_練習用の項目_.
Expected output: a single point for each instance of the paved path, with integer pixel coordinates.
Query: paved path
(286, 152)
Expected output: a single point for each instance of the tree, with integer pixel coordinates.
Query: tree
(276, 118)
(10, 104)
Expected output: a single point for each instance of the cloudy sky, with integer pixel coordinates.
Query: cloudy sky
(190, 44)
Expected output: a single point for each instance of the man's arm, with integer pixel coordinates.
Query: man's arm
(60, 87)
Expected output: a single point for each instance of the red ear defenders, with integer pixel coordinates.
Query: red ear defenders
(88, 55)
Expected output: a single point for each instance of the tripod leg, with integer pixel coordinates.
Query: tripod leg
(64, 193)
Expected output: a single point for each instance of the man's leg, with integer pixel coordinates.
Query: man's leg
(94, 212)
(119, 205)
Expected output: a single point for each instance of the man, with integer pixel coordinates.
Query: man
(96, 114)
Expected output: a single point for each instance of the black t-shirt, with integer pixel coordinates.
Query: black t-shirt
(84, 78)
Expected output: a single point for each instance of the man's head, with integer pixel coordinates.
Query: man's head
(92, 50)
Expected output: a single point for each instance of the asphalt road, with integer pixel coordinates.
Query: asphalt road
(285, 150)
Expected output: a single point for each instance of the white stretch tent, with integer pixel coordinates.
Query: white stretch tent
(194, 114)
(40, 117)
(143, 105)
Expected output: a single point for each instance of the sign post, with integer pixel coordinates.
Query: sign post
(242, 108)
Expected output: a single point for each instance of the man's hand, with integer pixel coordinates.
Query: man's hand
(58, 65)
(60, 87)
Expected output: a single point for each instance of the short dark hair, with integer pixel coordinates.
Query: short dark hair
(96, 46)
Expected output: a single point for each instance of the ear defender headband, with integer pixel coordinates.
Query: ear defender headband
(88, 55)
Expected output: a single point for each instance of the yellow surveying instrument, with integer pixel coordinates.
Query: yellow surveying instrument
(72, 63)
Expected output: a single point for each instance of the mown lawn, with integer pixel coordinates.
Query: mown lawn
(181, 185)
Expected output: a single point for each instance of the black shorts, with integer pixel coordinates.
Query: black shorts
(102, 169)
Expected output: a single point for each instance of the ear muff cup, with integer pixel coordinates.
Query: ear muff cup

_問題_.
「Expected output: a single point for each instance of the mown」がある行から始めて、項目の最後の行までを書き直してください。「ear muff cup」を「ear defender cup」に入れ替え、ほかはそのままにしてください。

_解答全文_.
Expected output: a single point for each instance of the mown lawn, with integer pixel coordinates.
Query: mown lawn
(181, 185)
Expected output: a single point for each instance of the black shorts, with integer pixel coordinates.
Query: black shorts
(102, 169)
Expected output: a single point for each instance of the ear defender cup, with integer pixel coordinates.
Query: ear defender cup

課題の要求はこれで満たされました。